* Document section *
:::

# Has anyone heard of a Winner z660



## jongo8 (Dec 14, 2009)

Has anyone ever heard of a Winner z660? I just bought one it is a 1983 with a 1986 90 hp Yamaha. The motor has 37 hours on it. I bought it from a friend that bought it new. It came with a 40 hp Yamaha and he said it was a dog. He bought new in 1986 the 90 hp. He then moved down here from Tennessee. he fished the pits and he never used the motor any more. He just used the trolling motor. It has had like five tm's on it.. It now has a 55 pound thrust Minkoda on it. It has a brand new aluminum float on trailer made by Quickload. The thing starts right up. I will take it for a ride next weekend to see how it does. 
The boat and motor look like new. He has keep up on the service like water pumps and lower unit oil. He would start it up and let it run for ten minutes or so. 
I paid 1,700 for it. I think I got a good deal.


----------



## Brett (Jul 16, 2008)

Length:  16'
Hull Material:  Fiberglass
Beam:  6' 6"
Hull Weight:  810 lbs
Maximum HP: 115

Production ended in 1989


With a hull weight of 810 lbs, a minimum of 70 hp would be needed.
Otherwise you wouldn't be able to get out of your own way.


----------



## jongo8 (Dec 14, 2009)

Well I took it out all weekend and it runs good. Everyone at my marina said I stole it. The trailer is worth all most that much.


----------



## jongo8 (Dec 14, 2009)

In the water


----------



## Captain_Shane (Mar 27, 2007)

Great looking boat. One of my coworkers has a Winner. It is well built and rock solid!


----------



## jongo8 (Dec 14, 2009)

The floors and transom are strong as a rock.. The clear coat is good too.


----------



## paint it black (Nov 3, 2007)

Not my style of boat, but it looks very well kept!
Looks like you got yourself a nice boat!


----------



## FSUfisher (Jul 16, 2007)

That thing's in outstanding condition for its age. It looks showroom from the pics.


----------



## anytide (Jul 30, 2009)

congrats - jongo' -'tide


----------



## backwaterbandits (Dec 15, 2006)

The boat looks like....well, like a winner! 
Nice looking rig, congrats!


----------

:::

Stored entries
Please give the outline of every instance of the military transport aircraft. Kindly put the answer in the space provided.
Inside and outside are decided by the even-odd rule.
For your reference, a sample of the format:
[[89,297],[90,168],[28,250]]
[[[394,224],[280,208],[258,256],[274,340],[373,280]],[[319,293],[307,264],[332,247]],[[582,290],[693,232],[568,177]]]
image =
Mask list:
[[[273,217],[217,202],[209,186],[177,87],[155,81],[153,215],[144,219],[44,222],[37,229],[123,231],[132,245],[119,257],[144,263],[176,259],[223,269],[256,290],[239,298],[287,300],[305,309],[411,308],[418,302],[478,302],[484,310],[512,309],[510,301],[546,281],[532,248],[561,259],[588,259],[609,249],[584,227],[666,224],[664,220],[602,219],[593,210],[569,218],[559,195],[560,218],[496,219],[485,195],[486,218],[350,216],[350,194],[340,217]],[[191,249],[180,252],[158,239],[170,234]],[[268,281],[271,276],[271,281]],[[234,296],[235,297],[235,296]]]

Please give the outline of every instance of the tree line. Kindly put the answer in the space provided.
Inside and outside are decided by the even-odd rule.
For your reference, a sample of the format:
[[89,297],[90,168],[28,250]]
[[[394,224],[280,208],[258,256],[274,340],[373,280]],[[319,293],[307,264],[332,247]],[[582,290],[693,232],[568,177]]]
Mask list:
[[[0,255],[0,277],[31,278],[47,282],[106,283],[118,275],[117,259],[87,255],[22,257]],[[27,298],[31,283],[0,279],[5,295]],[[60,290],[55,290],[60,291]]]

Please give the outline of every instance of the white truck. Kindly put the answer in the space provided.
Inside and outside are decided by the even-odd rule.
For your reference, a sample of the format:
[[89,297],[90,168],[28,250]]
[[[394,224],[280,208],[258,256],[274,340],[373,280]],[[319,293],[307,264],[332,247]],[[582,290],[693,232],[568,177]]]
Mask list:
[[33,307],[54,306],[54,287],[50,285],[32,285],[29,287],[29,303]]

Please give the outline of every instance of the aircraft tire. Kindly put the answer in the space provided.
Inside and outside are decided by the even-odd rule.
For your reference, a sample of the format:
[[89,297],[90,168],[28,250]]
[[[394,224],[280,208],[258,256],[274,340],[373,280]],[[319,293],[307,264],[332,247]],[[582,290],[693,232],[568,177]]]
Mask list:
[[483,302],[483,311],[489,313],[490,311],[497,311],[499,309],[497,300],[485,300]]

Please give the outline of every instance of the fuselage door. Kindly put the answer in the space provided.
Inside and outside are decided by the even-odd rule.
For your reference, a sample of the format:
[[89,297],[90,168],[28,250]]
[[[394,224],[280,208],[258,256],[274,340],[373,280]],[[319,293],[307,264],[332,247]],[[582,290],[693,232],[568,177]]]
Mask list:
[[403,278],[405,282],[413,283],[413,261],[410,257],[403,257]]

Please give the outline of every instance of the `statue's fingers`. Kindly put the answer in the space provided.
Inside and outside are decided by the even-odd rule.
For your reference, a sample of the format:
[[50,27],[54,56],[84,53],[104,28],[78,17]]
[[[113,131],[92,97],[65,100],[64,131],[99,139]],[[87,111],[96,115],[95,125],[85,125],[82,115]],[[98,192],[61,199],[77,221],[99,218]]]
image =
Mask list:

:::

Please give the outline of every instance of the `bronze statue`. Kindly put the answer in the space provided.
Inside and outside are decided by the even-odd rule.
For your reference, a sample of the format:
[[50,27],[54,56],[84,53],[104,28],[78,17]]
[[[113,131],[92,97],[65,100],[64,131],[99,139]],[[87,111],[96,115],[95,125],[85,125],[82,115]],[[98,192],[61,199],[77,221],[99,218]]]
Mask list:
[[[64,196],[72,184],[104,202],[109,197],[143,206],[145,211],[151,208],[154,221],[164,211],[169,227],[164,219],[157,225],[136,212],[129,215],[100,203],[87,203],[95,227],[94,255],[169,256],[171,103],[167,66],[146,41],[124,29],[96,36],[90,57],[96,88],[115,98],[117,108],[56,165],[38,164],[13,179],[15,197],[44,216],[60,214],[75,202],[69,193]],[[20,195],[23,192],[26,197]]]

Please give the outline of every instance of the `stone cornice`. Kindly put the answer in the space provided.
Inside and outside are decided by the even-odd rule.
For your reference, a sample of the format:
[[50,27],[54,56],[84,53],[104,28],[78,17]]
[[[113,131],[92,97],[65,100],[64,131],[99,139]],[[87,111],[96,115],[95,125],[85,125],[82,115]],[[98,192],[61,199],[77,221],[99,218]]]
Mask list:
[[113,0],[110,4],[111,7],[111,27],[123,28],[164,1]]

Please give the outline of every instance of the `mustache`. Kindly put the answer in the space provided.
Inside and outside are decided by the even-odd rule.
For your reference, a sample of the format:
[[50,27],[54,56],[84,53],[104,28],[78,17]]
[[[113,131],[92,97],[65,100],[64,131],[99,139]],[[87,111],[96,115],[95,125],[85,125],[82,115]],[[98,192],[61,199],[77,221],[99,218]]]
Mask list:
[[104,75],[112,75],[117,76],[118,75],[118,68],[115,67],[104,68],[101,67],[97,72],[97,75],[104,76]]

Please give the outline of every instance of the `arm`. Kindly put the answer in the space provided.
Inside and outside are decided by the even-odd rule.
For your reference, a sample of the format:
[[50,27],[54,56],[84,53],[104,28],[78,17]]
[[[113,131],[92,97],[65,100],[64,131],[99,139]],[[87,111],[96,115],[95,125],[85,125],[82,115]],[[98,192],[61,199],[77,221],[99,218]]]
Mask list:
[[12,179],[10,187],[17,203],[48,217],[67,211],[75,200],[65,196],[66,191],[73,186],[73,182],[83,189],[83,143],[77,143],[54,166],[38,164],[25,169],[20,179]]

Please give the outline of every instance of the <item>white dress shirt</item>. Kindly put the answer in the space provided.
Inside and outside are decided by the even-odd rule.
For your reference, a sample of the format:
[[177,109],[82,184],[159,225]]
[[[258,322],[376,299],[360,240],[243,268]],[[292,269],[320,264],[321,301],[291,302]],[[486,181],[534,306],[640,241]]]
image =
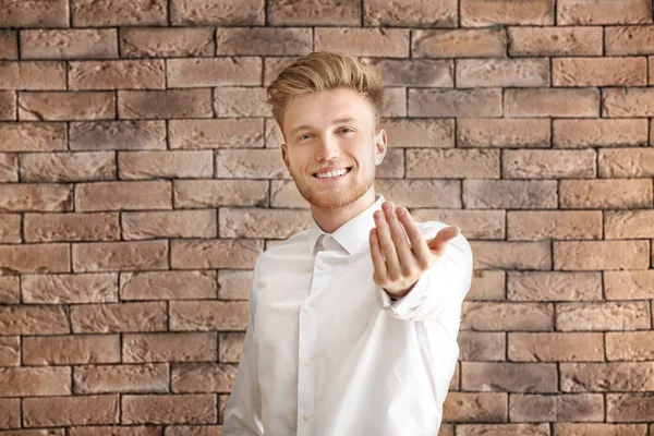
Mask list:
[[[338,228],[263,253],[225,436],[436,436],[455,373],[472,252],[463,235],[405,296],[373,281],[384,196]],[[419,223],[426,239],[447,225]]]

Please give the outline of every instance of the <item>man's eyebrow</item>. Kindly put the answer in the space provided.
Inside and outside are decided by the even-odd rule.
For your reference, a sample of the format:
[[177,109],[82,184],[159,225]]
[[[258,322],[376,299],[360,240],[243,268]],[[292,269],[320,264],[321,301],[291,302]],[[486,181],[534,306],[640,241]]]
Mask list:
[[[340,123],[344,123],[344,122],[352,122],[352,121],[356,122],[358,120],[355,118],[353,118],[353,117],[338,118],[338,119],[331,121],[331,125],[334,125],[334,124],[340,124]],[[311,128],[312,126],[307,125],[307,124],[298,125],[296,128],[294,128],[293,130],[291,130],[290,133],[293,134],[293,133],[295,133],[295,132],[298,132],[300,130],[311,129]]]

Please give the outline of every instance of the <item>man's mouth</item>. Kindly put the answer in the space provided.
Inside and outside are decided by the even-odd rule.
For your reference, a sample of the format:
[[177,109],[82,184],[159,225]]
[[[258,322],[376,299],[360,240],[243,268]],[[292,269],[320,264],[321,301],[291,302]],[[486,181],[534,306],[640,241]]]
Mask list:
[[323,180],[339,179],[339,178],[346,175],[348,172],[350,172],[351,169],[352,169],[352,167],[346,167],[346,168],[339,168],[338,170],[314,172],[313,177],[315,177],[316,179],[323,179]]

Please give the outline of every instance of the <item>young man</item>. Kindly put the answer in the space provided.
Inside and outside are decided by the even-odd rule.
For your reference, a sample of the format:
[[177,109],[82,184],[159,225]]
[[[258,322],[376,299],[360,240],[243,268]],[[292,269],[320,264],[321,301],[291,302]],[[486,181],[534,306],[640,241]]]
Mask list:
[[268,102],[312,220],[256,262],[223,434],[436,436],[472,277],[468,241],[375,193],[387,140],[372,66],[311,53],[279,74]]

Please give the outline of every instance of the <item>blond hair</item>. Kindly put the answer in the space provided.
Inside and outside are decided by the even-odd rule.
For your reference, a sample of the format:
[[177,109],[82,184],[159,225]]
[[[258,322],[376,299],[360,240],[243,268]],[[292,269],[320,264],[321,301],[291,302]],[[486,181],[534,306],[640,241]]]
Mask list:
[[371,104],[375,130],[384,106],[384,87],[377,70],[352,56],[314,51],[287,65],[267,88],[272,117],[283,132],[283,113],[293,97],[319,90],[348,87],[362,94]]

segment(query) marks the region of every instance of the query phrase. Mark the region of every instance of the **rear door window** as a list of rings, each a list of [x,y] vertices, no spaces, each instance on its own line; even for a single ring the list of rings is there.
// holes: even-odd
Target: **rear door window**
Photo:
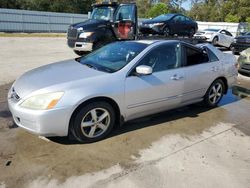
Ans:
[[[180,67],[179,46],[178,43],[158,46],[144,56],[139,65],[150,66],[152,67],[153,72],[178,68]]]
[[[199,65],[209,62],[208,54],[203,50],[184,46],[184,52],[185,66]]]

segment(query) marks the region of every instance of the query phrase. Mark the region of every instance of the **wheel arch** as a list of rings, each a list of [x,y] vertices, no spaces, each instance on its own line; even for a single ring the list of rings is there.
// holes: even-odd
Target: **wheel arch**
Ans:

:::

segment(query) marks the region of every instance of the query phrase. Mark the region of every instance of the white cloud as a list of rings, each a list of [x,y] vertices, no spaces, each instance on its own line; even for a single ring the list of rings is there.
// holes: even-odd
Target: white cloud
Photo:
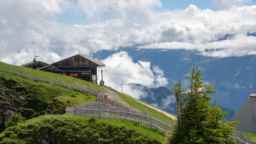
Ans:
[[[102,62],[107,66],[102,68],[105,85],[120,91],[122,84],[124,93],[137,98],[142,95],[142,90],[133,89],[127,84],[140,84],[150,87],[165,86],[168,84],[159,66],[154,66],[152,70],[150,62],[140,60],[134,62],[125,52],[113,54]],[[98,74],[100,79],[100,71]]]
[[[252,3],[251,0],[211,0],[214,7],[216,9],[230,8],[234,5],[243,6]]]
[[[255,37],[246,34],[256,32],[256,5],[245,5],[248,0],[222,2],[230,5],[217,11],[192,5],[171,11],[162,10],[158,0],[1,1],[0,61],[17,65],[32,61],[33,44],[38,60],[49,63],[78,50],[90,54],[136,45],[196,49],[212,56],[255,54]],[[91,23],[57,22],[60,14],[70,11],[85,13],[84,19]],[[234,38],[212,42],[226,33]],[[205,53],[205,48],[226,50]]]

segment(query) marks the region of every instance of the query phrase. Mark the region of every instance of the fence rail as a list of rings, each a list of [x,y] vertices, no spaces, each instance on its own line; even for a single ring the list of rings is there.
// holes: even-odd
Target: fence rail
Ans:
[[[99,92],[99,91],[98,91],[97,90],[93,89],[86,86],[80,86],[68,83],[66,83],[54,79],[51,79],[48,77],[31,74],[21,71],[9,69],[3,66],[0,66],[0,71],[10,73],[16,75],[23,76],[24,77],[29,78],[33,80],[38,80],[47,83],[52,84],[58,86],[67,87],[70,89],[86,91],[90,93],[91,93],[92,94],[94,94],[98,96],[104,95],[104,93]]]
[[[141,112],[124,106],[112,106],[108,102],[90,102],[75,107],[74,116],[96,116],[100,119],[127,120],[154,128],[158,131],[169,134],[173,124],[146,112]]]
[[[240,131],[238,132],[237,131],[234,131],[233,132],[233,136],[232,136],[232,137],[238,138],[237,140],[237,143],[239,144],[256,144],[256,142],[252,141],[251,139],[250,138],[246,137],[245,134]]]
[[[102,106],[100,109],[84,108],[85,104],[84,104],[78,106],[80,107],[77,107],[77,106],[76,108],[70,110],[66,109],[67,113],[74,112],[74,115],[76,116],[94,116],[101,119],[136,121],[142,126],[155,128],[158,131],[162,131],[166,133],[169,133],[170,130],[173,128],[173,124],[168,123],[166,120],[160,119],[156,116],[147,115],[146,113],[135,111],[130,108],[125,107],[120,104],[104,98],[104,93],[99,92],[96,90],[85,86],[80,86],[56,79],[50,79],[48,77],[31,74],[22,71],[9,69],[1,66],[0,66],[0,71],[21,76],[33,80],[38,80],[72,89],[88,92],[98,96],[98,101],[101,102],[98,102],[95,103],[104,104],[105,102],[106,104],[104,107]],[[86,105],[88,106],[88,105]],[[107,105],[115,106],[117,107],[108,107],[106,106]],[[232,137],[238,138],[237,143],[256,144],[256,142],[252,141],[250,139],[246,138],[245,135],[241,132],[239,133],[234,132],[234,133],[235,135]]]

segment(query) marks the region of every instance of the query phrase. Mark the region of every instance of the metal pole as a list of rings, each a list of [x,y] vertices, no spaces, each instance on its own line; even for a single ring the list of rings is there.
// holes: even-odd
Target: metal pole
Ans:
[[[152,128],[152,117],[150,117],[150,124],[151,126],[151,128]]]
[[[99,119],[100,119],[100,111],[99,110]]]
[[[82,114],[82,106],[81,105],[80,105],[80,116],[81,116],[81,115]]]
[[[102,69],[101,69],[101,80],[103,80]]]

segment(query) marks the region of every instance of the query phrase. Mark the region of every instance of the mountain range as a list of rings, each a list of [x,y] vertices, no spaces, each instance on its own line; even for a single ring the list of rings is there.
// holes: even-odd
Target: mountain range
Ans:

:::

* Task list *
**A.** Translate this sentence from the forum thread about the Winner boat into Spanish: "Everyone at my marina said I stole it."
**B.** Pick out every line of the records that contains the string "pole", and copy each one.

* Outputs *
**A.** Todos en mi marina dijeron que lo robé.

**B.**
segment(query) marks the region of every instance of the query phrase. Mark the region of every instance of the metal pole as a list of rings, each a list of [x,y] vertices, no spaces, each instance on its own line; even for a single ring the list of rings is there.
Target: metal pole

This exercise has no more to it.